ノバルティス、ステージIIIのBRAF V600遺伝子変異陽性悪性黒色腫の術後補助療法として、「タフィンラー®」と「メキニスト®」の併用療法がFDAの画期的治療薬指定を取得
プレスリリース
報道関係各位
ノバルティス ファーマ株式会社
この資料は、ノバルティス(スイス・バーゼル)が2017年10月23日(現地時間)に発表したものを日本語に翻訳(要約)したもので、参考資料として提供するものです。資料の内容および解釈については英語が優先されます。英語版はhttps://www.novartis.comをご参照ください。
- 併用療法を受けた患者さんの3年無再発生存率(RFS)がプラセボの39%に対して58%を示した第III相試験に基づいて画期的治療薬指定1
- BRAF V600E/K遺伝子変異陽性の悪性黒色腫に対する術後補助療法として臨床ベネフィットを示した初めての分子標的の併用療法1
- 世界各国で規制当局との協議が進行中
2017年10月23日、スイス・バーゼル発 – ノバルティスは、本日、ステージIIIのBRAF V600遺伝子変異陽性悪性黒色腫患者さんに対する外科的完全切除後の術後補助療法として「タフィンラー®(ダブラフェニブ)」と「メキニスト®(トラメチニブ)」の併用療法を米国食品医薬品局(FDA)が画期的治療薬に指定したことを発表しました。BRAF V600遺伝子変異陽性悪性黒色腫患者さんを対象とする初めての術後補助療法として「タフィンラー」と「メキニスト」の併用療法が開発中です。

=== 課題内容 ===
上の本文のうち、「ノバルティス、ステージIII」から「s.comをご参照ください。」までの部分を、両端も含めて一字一句変えずに引用してもらえますか? ここから先の項目は、上の本文とは関係のない別の資料です。

=== 記録抜粋 ===
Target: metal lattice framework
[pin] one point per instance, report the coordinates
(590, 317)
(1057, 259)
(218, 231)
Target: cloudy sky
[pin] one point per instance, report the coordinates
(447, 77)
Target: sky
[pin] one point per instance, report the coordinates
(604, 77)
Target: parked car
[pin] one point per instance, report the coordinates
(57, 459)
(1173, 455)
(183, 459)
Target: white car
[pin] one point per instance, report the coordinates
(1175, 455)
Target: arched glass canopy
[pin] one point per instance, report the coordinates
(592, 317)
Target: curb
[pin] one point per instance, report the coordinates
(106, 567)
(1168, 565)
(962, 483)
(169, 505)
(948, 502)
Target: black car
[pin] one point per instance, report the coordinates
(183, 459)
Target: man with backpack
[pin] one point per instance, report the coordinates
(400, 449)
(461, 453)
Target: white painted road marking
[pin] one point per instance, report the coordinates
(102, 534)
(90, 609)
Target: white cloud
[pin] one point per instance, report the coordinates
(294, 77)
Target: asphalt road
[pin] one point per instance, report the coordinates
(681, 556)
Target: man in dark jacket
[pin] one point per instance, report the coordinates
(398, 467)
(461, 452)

* * *

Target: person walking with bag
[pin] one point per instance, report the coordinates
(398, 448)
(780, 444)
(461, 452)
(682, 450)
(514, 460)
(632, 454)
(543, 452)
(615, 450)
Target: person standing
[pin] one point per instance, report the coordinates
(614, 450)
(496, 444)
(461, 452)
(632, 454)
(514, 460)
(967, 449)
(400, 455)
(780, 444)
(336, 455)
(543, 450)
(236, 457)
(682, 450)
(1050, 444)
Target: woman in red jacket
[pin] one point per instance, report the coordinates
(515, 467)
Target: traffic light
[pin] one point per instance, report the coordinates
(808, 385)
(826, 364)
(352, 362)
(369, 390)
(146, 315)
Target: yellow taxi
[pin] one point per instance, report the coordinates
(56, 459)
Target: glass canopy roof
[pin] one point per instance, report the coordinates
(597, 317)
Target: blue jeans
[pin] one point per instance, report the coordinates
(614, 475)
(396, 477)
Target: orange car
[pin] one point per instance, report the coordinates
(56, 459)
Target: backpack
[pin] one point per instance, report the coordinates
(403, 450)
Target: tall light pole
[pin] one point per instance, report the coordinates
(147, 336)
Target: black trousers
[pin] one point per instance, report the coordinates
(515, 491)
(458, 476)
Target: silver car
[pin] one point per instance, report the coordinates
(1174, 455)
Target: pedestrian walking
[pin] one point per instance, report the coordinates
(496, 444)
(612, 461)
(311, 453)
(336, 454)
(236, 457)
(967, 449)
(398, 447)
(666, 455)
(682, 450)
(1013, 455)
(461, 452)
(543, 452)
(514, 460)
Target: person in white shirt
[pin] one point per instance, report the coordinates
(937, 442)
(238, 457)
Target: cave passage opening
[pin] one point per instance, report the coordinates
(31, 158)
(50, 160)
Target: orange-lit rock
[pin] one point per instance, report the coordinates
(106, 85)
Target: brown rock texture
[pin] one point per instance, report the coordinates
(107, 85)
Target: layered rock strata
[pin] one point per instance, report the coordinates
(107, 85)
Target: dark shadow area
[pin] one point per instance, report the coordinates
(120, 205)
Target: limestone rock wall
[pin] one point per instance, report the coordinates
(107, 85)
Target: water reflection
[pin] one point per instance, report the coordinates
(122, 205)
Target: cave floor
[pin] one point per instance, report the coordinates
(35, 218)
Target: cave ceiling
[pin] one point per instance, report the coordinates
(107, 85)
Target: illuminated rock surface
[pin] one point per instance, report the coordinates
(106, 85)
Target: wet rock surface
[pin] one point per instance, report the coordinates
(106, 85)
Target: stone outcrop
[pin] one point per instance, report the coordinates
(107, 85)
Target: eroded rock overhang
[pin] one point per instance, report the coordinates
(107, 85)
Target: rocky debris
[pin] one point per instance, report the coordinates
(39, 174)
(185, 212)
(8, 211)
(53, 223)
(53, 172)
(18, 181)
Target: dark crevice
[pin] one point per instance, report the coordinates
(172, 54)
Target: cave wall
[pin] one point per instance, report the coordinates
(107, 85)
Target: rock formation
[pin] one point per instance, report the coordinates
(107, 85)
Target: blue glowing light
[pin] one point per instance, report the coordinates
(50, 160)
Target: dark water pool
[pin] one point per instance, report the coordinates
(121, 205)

...

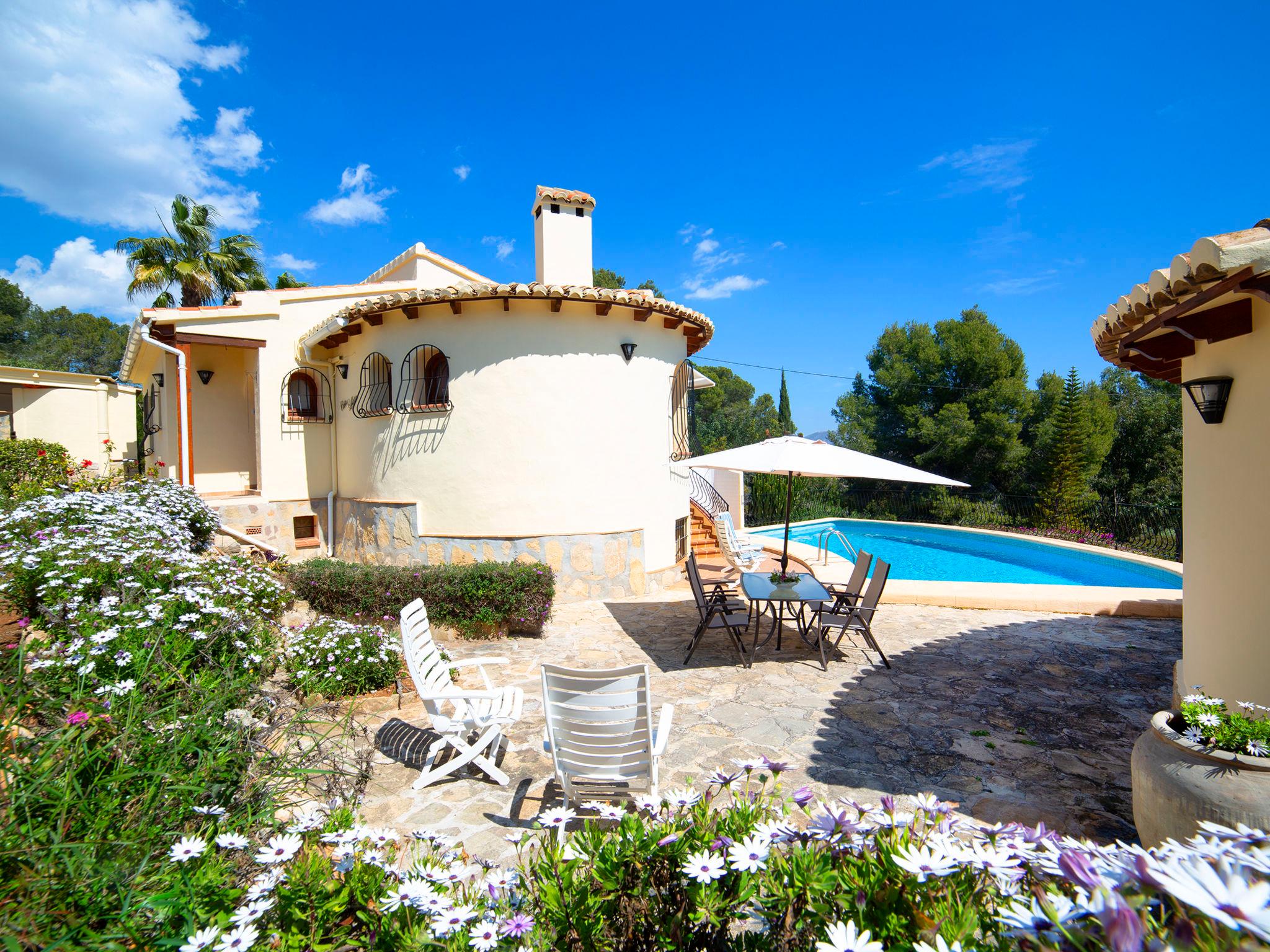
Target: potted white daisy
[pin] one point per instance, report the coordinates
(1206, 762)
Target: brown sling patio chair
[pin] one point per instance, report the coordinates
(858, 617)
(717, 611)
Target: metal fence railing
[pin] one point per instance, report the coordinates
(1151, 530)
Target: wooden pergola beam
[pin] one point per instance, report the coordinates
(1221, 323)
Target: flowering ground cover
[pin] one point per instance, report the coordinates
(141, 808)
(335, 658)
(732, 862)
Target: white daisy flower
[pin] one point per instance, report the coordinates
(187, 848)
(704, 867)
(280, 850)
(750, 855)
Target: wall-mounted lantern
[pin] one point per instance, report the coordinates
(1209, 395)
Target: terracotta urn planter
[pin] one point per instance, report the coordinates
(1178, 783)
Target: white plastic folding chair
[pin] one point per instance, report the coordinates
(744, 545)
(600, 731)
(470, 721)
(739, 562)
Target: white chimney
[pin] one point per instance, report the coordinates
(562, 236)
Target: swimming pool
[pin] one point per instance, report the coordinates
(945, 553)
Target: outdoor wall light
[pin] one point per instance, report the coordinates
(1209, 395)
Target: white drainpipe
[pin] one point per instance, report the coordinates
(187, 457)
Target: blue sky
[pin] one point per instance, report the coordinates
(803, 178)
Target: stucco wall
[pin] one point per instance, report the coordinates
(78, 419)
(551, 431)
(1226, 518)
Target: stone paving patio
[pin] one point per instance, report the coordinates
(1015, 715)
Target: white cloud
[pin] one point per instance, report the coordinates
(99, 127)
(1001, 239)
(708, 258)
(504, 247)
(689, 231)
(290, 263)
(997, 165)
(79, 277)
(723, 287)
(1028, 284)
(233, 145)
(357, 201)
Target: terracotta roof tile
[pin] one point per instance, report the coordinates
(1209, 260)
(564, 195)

=== 解答欄 ===
ノバルティス、ステージIIIのBRAF V600遺伝子変異陽性悪性黒色腫の術後補助療法として、「タフィンラー®」と「メキニスト®」の併用療法がFDAの画期的治療薬指定を取得
プレスリリース
報道関係各位
ノバルティス ファーマ株式会社
この資料は、ノバルティス(スイス・バーゼル)が2017年10月23日(現地時間)に発表したものを日本語に翻訳(要約)したもので、参考資料として提供するものです。資料の内容および解釈については英語が優先されます。英語版はhttps://www.novartis.comをご参照ください。